» **What the exercise asks**:
All of the listing below must be repeated word for word. Pictures are the only thing to omit.

» **Given records**:
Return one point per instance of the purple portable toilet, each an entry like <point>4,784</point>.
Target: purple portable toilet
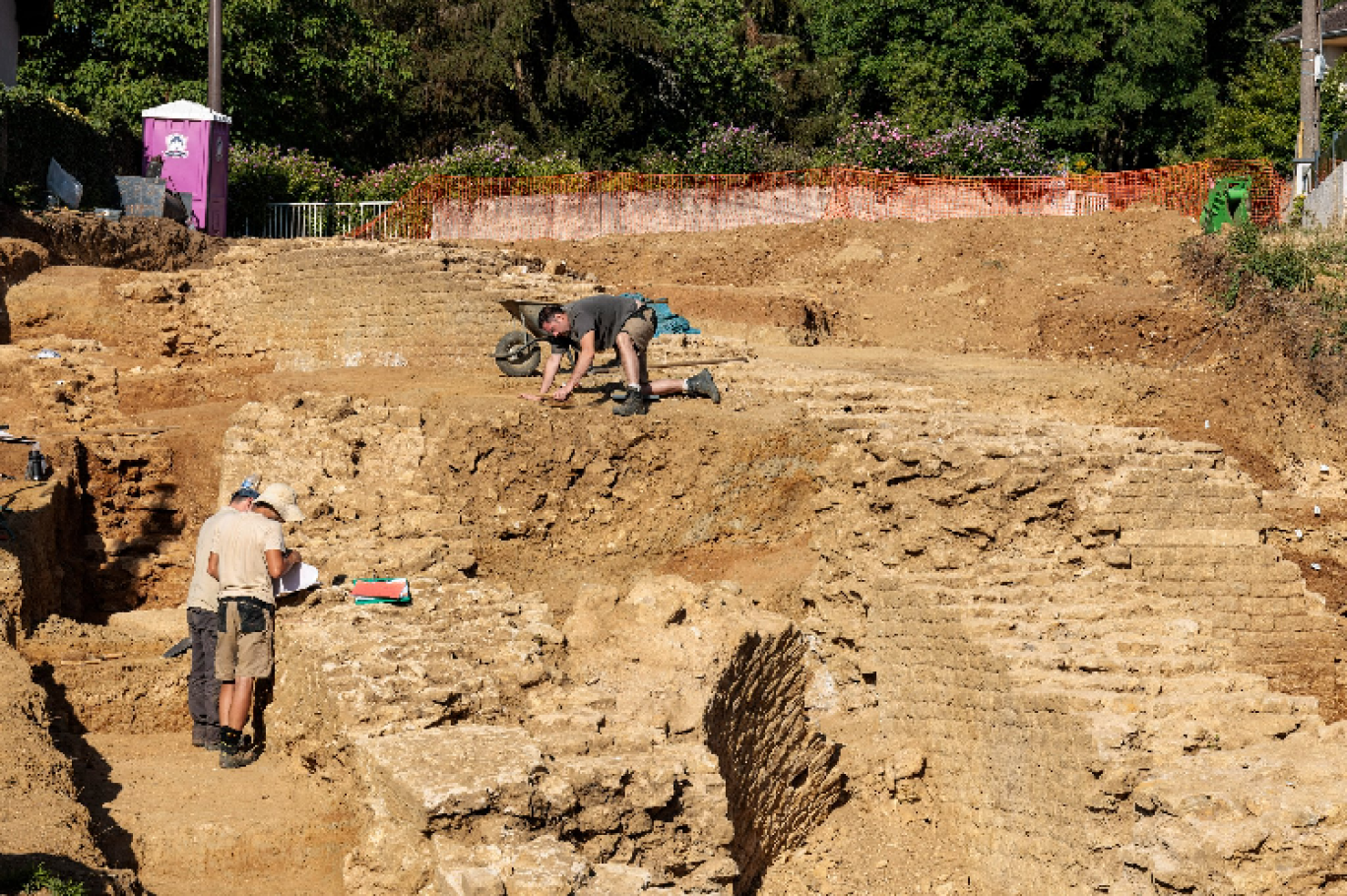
<point>194,146</point>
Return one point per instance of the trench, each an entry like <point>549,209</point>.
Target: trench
<point>782,775</point>
<point>158,806</point>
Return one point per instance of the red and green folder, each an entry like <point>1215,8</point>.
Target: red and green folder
<point>381,591</point>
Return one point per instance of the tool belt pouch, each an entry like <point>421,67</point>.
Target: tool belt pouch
<point>252,614</point>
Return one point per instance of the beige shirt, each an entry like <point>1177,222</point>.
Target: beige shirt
<point>202,595</point>
<point>241,542</point>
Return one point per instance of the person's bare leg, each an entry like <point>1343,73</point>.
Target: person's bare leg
<point>630,360</point>
<point>240,704</point>
<point>665,387</point>
<point>226,695</point>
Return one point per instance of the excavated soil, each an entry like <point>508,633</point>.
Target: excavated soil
<point>1101,321</point>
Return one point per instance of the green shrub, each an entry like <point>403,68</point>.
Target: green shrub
<point>37,130</point>
<point>260,174</point>
<point>37,880</point>
<point>729,150</point>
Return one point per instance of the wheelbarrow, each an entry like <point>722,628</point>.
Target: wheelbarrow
<point>520,352</point>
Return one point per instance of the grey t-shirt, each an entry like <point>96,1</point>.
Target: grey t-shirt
<point>604,314</point>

» **Finished exercise**:
Return one point per instance of the purple portable toilet, each an entry like <point>4,784</point>.
Target: purple portable toilet
<point>194,146</point>
Return one point per instance of the trench, each an entry like <point>549,209</point>.
Target: trench
<point>782,775</point>
<point>158,806</point>
Return one point per instance of the red and green folder, each an entry like <point>1215,8</point>.
Target: red and green folder
<point>381,591</point>
Return one point per instance of the tool belt pouch, each an entry like <point>421,67</point>.
Target: tool belt pouch
<point>252,614</point>
Return one point per instance of the beige shirt, each an entry like <point>1177,222</point>.
Target: beige shirt
<point>202,595</point>
<point>241,542</point>
Return one point per instance of the person's bare leg, each an entry like <point>1343,73</point>.
Target: person's bare leg
<point>630,360</point>
<point>240,704</point>
<point>665,387</point>
<point>226,695</point>
Return one point per instance of the excavated soil, each an entry like <point>508,633</point>.
Target: excavated soil
<point>1101,321</point>
Return one point per instance of the green shrub, each an entry like <point>403,68</point>.
Target: green shrub
<point>37,130</point>
<point>260,174</point>
<point>37,880</point>
<point>729,150</point>
Return one point per instance of the wheelbarrow, each an entry like <point>722,628</point>.
Target: wheelbarrow
<point>520,352</point>
Return one point per instance of the grey t-shirt, each an entry like <point>96,1</point>.
Target: grey t-shirt
<point>604,314</point>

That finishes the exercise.